Seleção:

_____

A perfuração de um poço na bacia da foz do Amazonas, onde há mais oito blocos em processo de licenciamento, teria o potencial de abrir uma nova fronteira de exploração petrolífera na margem equatorial do Brasil, que vai do Rio Grande do Norte ao Amapá. A região inclui 80% dos mangues do país e um sistema de recifes ainda pouco estudado, considerado fundamental para a atividade pesqueira. 

Além disso, conhecimentos escassos sobre a dinâmica das correntes marinhas locais tornam difícil prever o que aconteceria em caso de eventual vazamento de óleo e como atuar para conter seus efeitos. 

No total, há ainda 47 blocos na margem equatorial em “oferta permanente” pela Agência Nacional de Petróleo (ANP) e 157 em estudo para serem levados a leilão. Em carta enviada em meados de abril a autoridades do governo de Luiz Inácio Lula da Silva, 80 organizações da sociedade civil, incluindo ONGs ambientalistas e associações indígenas, de pescadores e de comunidades extrativistas da Amazônia pediram a realização de uma Avaliação Ambiental de Área Sedimentar antes de qualquer decisão sobre o bloco 59. 

Argumentaram também que a abertura de uma nova fronteira petrolífera é “incoerente” com a necessidade de uma “transição energética justa e inclusiva” e com os “compromissos socioambientais assumidos pelo governo brasileiro”.

A exploração da margem equatorial foi considerada prioritária pela Petrobras no plano estratégico para o período de 2024 a 2027, lançado em 2022, ainda no governo do extremista de direita Jair Bolsonaro. Indicado já no governo Lula, o atual presidente da empresa, Jean Paul Prates, reiterou essa prioridade, afirmando que a busca de petróleo na região é fundamental para a manutenção dos negócios da estatal em óleo e gás, “mesmo num panorama de transição energética”.

Mais recentemente, Prates disse que cabe à “sociedade” decidir sobre a exploração na margem equatorial. “Estamos preparados para explorar novas reservas se assim a sociedade decidir”, afirmou ele em vídeo.

O parecer técnico publicado no último dia 20 pelo Ibama lembra que a Petrobras, a pedido do órgão ambiental, atualizou a chamada “modelagem” – um estudo feito em computador que faz a previsão de cenários de dispersão do petróleo em caso de acidente. 

A modelagem também embasa o chamado Plano de Emergência Individual (PEI), que é parte fundamental do processo de licenciamento. Ainda assim, diz o texto, a construção de uma base hidrodinâmica que representasse melhor a dinâmica costeira da margem equatorial ainda não foi concluída, o que aumenta a possibilidade de erros, considerada a intensidade das correntes e ventos na área do bloco 59.

_____

Tarefas a realizar:
A - No texto sobre a exploração de petróleo na margem equatorial, traduza para o inglês a frase "Mais recentemente, Prates disse que cabe à “sociedade” decidir sobre a exploração na margem equatorial."
B - Dê continuidade ao texto sobre a exploração de petróleo na margem equatorial a partir do ponto em que ele termina.

[Entradas de apontamento de objetos rotulados]
_____

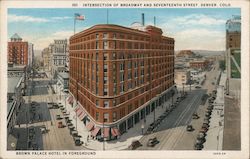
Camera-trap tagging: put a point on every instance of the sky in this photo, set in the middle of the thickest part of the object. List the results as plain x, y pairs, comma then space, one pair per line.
192, 28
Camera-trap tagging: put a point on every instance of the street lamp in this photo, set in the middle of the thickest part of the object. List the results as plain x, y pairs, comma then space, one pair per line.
142, 127
183, 89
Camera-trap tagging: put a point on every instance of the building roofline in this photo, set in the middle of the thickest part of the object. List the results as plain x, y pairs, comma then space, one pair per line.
109, 26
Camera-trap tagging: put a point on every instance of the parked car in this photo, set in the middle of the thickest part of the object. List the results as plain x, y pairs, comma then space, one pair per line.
189, 128
135, 144
197, 87
195, 116
77, 141
152, 142
198, 146
58, 117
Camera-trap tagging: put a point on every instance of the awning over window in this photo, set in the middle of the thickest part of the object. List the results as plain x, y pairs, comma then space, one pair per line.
81, 116
90, 126
106, 132
95, 131
115, 132
70, 100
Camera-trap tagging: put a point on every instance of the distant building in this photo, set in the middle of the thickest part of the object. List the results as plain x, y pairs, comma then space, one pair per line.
199, 64
30, 54
46, 58
63, 80
17, 50
14, 101
59, 55
233, 32
120, 75
182, 76
232, 112
185, 53
233, 47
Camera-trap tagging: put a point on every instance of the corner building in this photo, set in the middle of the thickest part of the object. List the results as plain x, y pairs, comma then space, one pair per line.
17, 50
119, 75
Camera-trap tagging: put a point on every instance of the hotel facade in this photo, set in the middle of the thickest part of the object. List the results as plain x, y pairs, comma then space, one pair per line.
119, 75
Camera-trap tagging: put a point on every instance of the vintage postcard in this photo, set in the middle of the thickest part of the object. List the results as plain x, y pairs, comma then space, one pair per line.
127, 79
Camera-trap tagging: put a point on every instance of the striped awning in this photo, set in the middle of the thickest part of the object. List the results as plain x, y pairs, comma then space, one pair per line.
95, 131
106, 132
115, 132
82, 115
70, 100
90, 126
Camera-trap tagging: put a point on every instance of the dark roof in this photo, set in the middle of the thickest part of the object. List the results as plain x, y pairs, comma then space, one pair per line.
16, 36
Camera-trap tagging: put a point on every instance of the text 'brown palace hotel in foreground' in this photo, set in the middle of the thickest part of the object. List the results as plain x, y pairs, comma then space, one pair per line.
121, 75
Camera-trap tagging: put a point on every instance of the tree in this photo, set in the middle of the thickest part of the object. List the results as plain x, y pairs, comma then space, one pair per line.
222, 65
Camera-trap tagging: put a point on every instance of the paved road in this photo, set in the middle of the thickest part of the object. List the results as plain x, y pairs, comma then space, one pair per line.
182, 114
173, 127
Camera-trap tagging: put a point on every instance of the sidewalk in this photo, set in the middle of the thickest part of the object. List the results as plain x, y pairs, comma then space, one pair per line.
214, 138
135, 133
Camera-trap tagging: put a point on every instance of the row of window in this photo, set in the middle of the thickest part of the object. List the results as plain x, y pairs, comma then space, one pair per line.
114, 35
119, 45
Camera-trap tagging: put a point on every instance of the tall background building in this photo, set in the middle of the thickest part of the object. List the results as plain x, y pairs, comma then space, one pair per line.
17, 50
119, 75
232, 111
59, 56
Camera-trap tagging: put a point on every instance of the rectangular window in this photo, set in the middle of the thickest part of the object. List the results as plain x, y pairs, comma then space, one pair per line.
114, 116
105, 91
106, 104
121, 76
114, 56
114, 89
96, 89
135, 64
96, 45
105, 80
97, 116
105, 45
136, 73
129, 64
142, 72
105, 35
105, 56
129, 75
121, 87
122, 65
96, 56
106, 117
105, 68
114, 102
129, 85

_____

Resultados do exercício:
A - More recently, Prates said that it is up to “society” to decide on exploration in the equatorial margin.

B -
Para ter uma ideia, a Corrente Norte do Brasil, a principal da região, tem em média três nós de velocidade contra um nó na Corrente do Brasil, predominante no litoral do Sudeste. O documento lembra mais uma vez que os cenários da Petrobras não preveem a chegada de óleo na costa em um eventual vazamento, embora haja relatos de objetos que alcançaram o litoral do Oiapoque vindos do alto-mar, como estágios de um foguete lançado em 2014 do Centro Espacial de Kourou, na vizinha Guiana Francesa.

No que diz respeito ao impacto nas terras indígenas, onde vivem cerca de 8 mil pessoas, o parecer cita que apenas em fevereiro deste ano, em reunião com o Conselho de Caciques dos Povos Indígenas do Oiapoque (CCPIO) e outras entidades, a Petrobras reconheceu que os voos de helicóptero entre o aeroporto da cidade e o navio-sonda que mantém na área do bloco 59 desde agosto do ano passado já estavam afetando os povos originários, afugentando a fauna de que as aldeias precisam para sua sobrevivência.

Na ocasião, a estatal se comprometeu a alterar a altitude desses voos. No entanto, de acordo com o documento, um aumento estimado de 3.000% do tráfego aéreo durante a atividade de prospecção de petróleo exigiria a elaboração de uma nova Avaliação de Impacto Ambiental para o caso específico das terras indígenas, que a Petrobras considerou não ser necessária.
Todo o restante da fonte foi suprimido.